---- Data provided

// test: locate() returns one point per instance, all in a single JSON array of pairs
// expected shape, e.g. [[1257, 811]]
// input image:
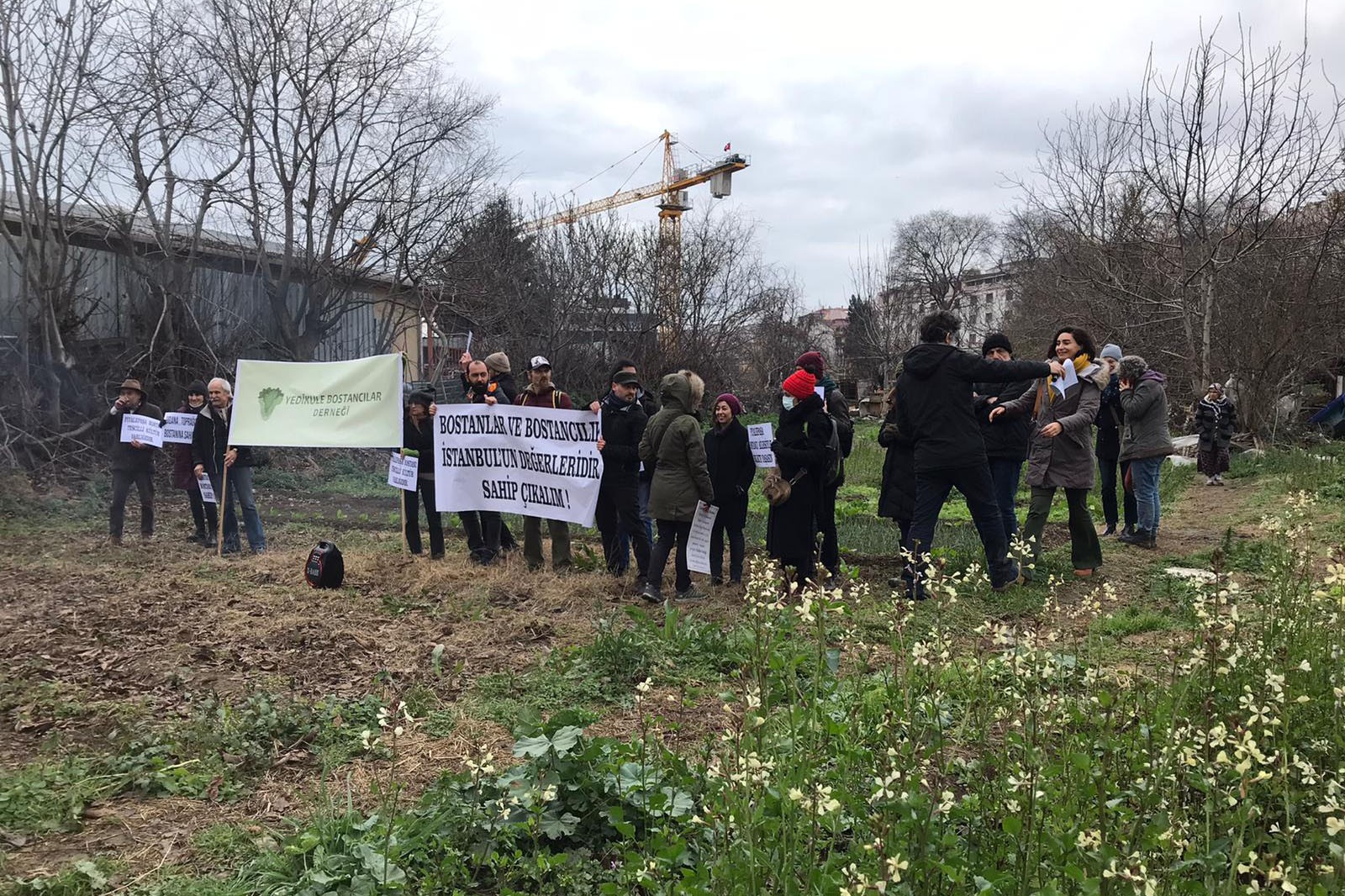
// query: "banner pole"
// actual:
[[219, 509], [401, 503]]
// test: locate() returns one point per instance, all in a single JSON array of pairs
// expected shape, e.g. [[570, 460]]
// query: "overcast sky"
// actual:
[[853, 113]]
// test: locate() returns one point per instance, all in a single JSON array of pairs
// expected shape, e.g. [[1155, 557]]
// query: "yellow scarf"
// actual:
[[1080, 362]]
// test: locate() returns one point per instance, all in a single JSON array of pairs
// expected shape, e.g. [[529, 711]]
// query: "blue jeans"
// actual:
[[1005, 474], [1143, 472], [623, 540], [240, 490]]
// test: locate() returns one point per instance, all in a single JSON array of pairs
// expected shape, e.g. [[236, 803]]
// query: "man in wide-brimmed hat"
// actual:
[[132, 461]]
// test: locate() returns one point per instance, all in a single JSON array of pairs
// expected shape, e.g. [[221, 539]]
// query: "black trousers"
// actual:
[[121, 483], [483, 530], [737, 549], [1107, 482], [975, 485], [425, 488], [827, 526], [619, 514], [670, 533]]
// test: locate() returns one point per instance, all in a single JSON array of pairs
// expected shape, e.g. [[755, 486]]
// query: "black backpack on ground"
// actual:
[[324, 567]]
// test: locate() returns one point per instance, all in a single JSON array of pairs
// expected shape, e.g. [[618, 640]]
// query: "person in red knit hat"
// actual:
[[800, 443], [838, 409]]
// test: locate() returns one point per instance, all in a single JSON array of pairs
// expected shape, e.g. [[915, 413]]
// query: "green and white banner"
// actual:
[[326, 403]]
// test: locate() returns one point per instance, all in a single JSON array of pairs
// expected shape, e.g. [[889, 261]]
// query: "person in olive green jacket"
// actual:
[[674, 447]]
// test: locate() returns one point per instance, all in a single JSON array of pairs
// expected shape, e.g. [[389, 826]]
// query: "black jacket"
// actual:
[[732, 472], [800, 445], [898, 494], [502, 387], [1008, 436], [623, 425], [936, 409], [1110, 421], [210, 440], [124, 458], [421, 440]]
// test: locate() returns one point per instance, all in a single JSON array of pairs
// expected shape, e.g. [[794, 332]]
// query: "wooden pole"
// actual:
[[219, 509]]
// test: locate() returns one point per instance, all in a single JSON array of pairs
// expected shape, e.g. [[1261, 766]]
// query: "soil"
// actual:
[[136, 631]]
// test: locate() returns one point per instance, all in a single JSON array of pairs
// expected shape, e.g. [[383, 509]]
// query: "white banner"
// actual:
[[699, 542], [537, 461], [401, 472], [322, 403], [140, 428], [178, 428], [759, 439]]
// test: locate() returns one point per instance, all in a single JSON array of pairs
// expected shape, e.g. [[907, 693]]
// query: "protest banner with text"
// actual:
[[326, 403], [537, 461]]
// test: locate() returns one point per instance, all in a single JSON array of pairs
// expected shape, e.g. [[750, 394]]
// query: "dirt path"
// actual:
[[111, 635]]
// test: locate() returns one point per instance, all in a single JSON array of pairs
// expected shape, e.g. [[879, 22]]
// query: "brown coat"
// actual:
[[1067, 461]]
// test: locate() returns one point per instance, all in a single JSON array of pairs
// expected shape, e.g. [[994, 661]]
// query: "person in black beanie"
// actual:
[[1006, 439]]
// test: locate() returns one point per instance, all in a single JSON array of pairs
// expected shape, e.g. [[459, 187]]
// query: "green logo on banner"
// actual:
[[269, 400]]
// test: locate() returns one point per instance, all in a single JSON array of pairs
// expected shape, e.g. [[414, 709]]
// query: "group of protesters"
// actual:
[[955, 419]]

--------

### To be done
Skip the images and write out the rest of the listing exactly.

### Reply to the task
// test: locate() returns one point per instance, all in a single JSON array of pairs
// expected shape, e.g. [[1257, 811]]
// input image:
// query: "banner pole"
// actual:
[[219, 509], [401, 503]]
// test: locate() returns one point per instance, all in a single JSON array of pairs
// expected shape, e.g. [[570, 460]]
// query: "overcast sky"
// actual:
[[853, 113]]
// test: locate() returns one point per instance, all in a single JSON array of pairs
// expected shape, e.g. [[1155, 557]]
// query: "yellow scarf"
// actual:
[[1080, 362]]
// test: locate() returns one point per instance, all in a single JSON array of pairs
// expected shape, e.g. [[529, 711]]
// query: "blue jeans"
// actual:
[[1005, 474], [1143, 472], [623, 540], [240, 490]]
// test: locate() returns one point per instance, all in a single JSON array of pairs
// expected shape, e.g. [[236, 803]]
// query: "man in wide-brimmed hat"
// actual:
[[132, 461]]
// test: locate() returns one point per instance, all in a single JSON array of pairs
// expected shape, e.g. [[221, 539]]
// query: "black trousers"
// actual:
[[121, 483], [483, 530], [737, 549], [1107, 482], [975, 485], [425, 488], [827, 526], [619, 514], [670, 533]]
// test: locate() returns one point per instance, all in a single JSON array of pairs
// expected shape, e.g. [[755, 486]]
// query: "black backpack on ground"
// actual:
[[324, 567]]
// test: locate() returns one point per instance, all in a single JSON array of pairs
// expected shape, e.g. [[618, 640]]
// query: "person in red knit hat"
// actual:
[[800, 443], [838, 409]]
// test: locate() returns one point per instance, all in a single JSON array of pairs
// expected shape, e.g. [[915, 413]]
// query: "green and white banner"
// actual:
[[326, 403]]
// test: locate() returns one point per instance, all in a single JSON array of pairs
// expected shape, e.g. [[889, 261]]
// query: "person in olive green jacket"
// actual:
[[674, 447]]
// test: locate() returns one point per instance, all in a single JSON array of pairs
// expected shape, e.g. [[389, 826]]
// query: "black jacket"
// actual:
[[732, 472], [800, 445], [898, 494], [502, 387], [1008, 436], [623, 425], [936, 409], [1110, 421], [210, 440], [124, 458], [421, 440]]
// test: locate() returns one point per instance, all in a single JSON array of pairs
// expected shape, e.g. [[794, 332]]
// query: "wooden pole"
// actual:
[[219, 509]]
// test: locate() returns one point per instance, all in a single JSON array of pairs
// expected shape, e.g. [[1261, 766]]
// query: "soil"
// actual:
[[136, 631]]
// test: locate() returns one point per instance, all in a single JSON array of pairs
// expected shape, e.g. [[383, 509]]
// query: "white banner"
// actual:
[[699, 542], [537, 461], [401, 472], [322, 403], [140, 428], [178, 428], [759, 439]]
// test: locate() returns one point per instance, all in a single JSON array of pairs
// expected shape, e.g. [[907, 693]]
// query: "protest banner with text"
// actual:
[[326, 403], [537, 461]]
// test: locate() returns one point per instance, all in a single JSON array of pairs
// expected shape, e.g. [[750, 394]]
// query: "dirt path"
// actual:
[[111, 635]]
// test: locate() returns one point per instance, all in a single JSON array of pairs
// expected shape, e.g. [[879, 22]]
// query: "brown coat"
// actual:
[[1067, 461]]
// test: locate() returns one point per instance, all in a single JSON array of pairs
// expected shape, e.g. [[994, 661]]
// query: "person in black beanie"
// actual:
[[1006, 439]]
// test: locate() returns one point per instance, all in a single JSON array of pairs
// expected shape, e.g. [[459, 187]]
// query: "green logo on banner"
// actual:
[[269, 400]]
// test: locate() returns one point per instance, all in a single JSON array of pairs
// expected shape, e.g. [[414, 709]]
// query: "group of protesters"
// actual:
[[955, 419]]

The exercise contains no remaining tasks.